* **PROVIDED TEXT**:
= = = =
Donations made to Hospice's Tree of Lights atop Chase Tower not only benefit the organization's end of life care, but also Hospice's lesser-known programs.
"I don't think many people realize that, while we do care mainly for the patients, we also concentrate on the family members they leave behind," said Development/Special Event Coordinator for Hospice Tricia Golding.
Hospice of Wichita Falls offers private counseling and a number of counseling groups for people who have lost loved ones. Family members can take part in the sessions even if their loved one did not use Hospice's end of life care.
Barbara Galyean lost her son, Jeremiah, to an infection at the age of 25. He was special needs, diagnosed with Cornelia de Lange Syndrome, but died suddenly in summer 2011.
Galyean did not know where to turn for help, until her doctor suggested Hospice and she began attending meetings with other parents who had lost children. "Being able to be with them and hearing stories from them and getting a little bit out here and there, I started to be able to talk about my loss," said Galyean.
Slowly, through the help of Hospice, Galyean began to heal. "To be where I am now at least gives me hope that there's a reason that I'm still here, that I have things to do, and that I'm able to do it," said Galyean. "I'm finally able to function again."
You can help families like the Galyeans by donating to Hospice's Tree of Lights. Each $10 donation lights one light in memory or honor of your loved one. This year, the organization's goal is $200,000.
= = = =
Rows contained in a dataset
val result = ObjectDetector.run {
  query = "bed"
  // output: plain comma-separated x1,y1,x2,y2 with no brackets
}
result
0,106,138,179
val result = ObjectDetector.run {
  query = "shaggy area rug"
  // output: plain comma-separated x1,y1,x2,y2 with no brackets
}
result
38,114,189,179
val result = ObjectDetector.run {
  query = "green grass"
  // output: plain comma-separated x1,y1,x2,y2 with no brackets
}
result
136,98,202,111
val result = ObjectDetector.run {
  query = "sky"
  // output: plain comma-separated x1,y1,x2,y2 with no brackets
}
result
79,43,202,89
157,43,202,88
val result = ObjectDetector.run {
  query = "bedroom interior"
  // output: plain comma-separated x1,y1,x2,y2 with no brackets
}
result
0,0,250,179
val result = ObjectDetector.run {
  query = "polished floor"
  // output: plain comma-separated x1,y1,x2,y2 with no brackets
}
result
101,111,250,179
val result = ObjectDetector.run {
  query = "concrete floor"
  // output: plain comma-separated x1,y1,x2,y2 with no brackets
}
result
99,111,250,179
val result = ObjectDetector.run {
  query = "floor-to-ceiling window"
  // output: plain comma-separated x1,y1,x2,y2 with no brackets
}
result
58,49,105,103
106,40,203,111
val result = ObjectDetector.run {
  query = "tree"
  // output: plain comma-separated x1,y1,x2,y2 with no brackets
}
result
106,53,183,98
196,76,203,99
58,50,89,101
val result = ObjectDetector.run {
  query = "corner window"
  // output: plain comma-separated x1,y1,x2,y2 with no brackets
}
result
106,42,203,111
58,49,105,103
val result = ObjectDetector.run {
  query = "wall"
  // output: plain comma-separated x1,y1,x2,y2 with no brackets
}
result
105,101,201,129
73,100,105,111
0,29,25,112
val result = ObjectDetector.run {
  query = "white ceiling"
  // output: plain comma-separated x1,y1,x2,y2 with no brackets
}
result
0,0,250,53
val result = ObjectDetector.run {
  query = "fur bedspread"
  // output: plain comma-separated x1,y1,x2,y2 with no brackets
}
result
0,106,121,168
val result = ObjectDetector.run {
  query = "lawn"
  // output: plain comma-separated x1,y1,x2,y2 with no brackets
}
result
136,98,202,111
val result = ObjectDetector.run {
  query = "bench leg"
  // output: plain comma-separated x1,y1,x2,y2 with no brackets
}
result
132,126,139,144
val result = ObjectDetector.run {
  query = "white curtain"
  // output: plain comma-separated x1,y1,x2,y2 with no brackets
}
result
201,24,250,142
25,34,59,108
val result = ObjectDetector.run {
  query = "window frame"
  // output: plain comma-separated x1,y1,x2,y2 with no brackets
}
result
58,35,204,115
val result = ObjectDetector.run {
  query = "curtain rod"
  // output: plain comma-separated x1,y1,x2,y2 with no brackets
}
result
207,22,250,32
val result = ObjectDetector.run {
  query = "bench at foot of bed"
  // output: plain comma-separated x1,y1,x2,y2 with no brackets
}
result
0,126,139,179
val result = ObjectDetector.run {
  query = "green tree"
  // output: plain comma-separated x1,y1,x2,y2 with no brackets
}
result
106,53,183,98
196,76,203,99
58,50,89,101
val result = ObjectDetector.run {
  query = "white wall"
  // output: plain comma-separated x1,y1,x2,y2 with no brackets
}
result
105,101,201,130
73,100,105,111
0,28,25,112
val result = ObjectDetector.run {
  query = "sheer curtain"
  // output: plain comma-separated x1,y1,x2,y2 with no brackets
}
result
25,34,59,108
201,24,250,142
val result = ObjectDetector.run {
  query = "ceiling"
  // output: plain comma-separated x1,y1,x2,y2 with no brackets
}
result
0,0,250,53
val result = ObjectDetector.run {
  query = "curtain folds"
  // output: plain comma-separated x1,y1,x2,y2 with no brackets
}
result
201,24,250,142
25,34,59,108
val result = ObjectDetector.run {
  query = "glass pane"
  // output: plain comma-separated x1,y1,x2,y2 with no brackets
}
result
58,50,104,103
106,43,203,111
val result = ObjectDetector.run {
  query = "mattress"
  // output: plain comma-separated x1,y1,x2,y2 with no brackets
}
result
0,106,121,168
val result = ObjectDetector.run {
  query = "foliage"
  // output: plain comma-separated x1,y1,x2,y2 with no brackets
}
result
= = = =
* **ACTIVITY 1**: According to the Hospice article, what amount is the organization's goal for this year?
* **ACTIVITY 2**: List every person named in the Hospice article.

* **WRITTEN REPLY 1**: $200,000.

* **WRITTEN REPLY 2**: Tricia Golding, Barbara Galyean, Jeremiah